* STUDY MATERIAL:
[Start of section]

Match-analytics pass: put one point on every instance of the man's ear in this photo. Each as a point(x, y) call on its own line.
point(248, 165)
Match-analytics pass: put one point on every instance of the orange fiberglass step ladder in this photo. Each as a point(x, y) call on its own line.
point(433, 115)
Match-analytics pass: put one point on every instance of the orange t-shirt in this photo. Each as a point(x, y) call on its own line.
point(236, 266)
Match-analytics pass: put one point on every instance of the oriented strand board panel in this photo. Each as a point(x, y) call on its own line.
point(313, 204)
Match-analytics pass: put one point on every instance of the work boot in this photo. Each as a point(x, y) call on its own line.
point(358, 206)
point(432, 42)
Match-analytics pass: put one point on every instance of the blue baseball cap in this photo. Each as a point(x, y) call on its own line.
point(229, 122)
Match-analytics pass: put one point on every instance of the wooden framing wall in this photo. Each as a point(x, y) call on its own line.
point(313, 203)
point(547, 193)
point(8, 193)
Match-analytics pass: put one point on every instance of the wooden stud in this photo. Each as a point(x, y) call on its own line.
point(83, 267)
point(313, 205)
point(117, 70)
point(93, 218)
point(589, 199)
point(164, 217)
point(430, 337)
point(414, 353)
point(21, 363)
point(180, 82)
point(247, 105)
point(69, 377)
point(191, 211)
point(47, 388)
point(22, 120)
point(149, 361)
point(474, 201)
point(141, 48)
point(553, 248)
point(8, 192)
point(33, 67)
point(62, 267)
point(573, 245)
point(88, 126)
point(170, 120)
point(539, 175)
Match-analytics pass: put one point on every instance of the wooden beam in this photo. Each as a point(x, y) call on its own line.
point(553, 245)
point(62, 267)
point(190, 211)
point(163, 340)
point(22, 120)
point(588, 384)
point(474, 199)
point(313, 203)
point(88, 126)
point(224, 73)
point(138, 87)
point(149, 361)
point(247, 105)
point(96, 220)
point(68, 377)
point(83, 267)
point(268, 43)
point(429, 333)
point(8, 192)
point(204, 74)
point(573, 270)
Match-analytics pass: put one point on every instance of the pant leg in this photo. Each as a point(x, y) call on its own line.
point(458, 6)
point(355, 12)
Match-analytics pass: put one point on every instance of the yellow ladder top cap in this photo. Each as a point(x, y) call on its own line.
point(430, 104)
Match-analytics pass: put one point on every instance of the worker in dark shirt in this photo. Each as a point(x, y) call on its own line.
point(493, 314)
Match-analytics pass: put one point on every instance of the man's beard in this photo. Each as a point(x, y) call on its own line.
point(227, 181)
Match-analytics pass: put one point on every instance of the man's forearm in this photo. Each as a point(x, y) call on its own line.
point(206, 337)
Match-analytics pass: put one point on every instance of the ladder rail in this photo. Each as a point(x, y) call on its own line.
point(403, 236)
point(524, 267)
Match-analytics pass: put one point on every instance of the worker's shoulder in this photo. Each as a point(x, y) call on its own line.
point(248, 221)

[End of section]
[Start of section]

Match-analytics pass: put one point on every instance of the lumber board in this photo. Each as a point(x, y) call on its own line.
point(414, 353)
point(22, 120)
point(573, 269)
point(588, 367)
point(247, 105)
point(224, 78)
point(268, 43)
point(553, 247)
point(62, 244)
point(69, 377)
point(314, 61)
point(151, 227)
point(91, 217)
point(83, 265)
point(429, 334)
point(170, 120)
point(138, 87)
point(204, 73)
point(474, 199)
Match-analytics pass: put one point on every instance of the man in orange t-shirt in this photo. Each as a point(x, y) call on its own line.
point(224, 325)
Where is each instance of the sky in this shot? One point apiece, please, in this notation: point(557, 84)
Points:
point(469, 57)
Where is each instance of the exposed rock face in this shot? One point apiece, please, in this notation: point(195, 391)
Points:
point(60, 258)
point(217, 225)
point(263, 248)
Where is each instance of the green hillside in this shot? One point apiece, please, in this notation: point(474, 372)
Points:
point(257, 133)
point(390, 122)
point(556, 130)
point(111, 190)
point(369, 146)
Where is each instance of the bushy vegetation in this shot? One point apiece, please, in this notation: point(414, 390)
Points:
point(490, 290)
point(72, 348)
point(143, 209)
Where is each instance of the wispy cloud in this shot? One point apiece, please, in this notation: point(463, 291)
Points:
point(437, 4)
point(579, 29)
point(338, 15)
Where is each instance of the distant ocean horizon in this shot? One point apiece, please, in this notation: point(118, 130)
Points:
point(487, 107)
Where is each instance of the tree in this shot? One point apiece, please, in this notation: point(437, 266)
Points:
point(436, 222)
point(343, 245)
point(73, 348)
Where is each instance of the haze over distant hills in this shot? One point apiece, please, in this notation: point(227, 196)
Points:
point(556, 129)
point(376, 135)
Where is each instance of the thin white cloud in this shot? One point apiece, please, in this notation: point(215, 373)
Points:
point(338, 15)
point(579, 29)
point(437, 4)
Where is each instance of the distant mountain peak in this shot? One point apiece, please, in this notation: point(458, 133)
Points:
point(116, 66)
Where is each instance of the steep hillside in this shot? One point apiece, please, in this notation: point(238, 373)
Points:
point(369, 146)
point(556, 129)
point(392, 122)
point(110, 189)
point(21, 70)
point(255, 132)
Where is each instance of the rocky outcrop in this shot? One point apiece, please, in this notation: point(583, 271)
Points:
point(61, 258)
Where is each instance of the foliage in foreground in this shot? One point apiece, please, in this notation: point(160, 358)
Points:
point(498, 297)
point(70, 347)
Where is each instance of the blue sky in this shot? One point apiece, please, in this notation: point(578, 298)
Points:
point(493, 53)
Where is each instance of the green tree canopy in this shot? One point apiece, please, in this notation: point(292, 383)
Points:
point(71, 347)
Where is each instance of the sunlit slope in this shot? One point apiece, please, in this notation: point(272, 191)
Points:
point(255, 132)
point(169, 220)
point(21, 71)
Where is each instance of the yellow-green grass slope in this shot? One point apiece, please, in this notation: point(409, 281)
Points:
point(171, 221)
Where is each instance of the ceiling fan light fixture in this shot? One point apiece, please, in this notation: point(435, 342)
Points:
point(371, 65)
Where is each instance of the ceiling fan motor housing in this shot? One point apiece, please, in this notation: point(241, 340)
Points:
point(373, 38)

[End of section]

* TASK DIRECTIONS: Please return all lines above in which the string "green" is found.

* WRITTEN ANSWER:
Where is each instance of the green hillside in this shot? One point apiece, please, in this notation: point(474, 372)
Where is each instance of the green tree canopy in this shot? One point apiece, please, in this notation: point(292, 383)
Where is each instance of the yellow-green grass slope in this shot? One point apiece, please, in this notation: point(409, 281)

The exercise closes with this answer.